• BRANO:
La sincerità alla base del progetto è indubbia; del resto Ghiaccio è cresciuto vicino a Casale Monferrato ed è evidente che sa benissimo di cosa sta parlando.
Allo stesso modo in cui è evidente la partecipazione emotiva riversata nel film dai suoi due attori principali, Giorgio Colangeli e Marco D’Amore.
Quest’ultimo, in particolare, mette in luce una maturità interpretativa finora inespressa che fa ben sperare per quel che verrà dopo Gomorra. Il fattore emotivo rappresenta però anche il maggior limite di un film che, sotto il peso di un’istanza sociale così forte e ancora non del tutto metabolizzata, non riesce mai a decollare in termini di pura narrazione. Gravato da una serie di dialoghi eccessivamente didascalici, Un posto sicuro si trincera infatti dietro l’enormità di una tragedia ingiustificabile, provando a raccontarne il dolore ma senza premurarsi di costruirvi attorno un’impalcatura semantica forte che riesca a renderlo qualcosa di più, o anche solo di diverso, da un’accorata docufiction.

• MATERIALE DI PARTENZA:
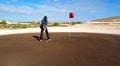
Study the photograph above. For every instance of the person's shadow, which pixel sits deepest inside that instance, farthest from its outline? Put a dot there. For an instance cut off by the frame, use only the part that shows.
(36, 37)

• COSA SI CHIEDE:
1/ Rispondi a queste domande sul brano:
(a) Vicino a quale città è cresciuto Ghiaccio?
(b) Chi sono i due attori principali del film?
(c) Da che cosa è gravato Un posto sicuro?
2/ Riporta alla lettera tutta la parte del brano che va da "La sincerità alla" fino a "cosa sta parlando.".
Per rispondere basati soltanto sul brano.

• RISPOSTE:
1/
(a) Vicino a Casale Monferrato.
(b) Giorgio Colangeli e Marco D'Amore.
(c) Da una serie di dialoghi eccessivamente didascalici.

2/
La sincerità alla base del progetto è indubbia; del resto Ghiaccio è cresciuto vicino a Casale Monferrato ed è evidente che sa benissimo di cosa sta parlando.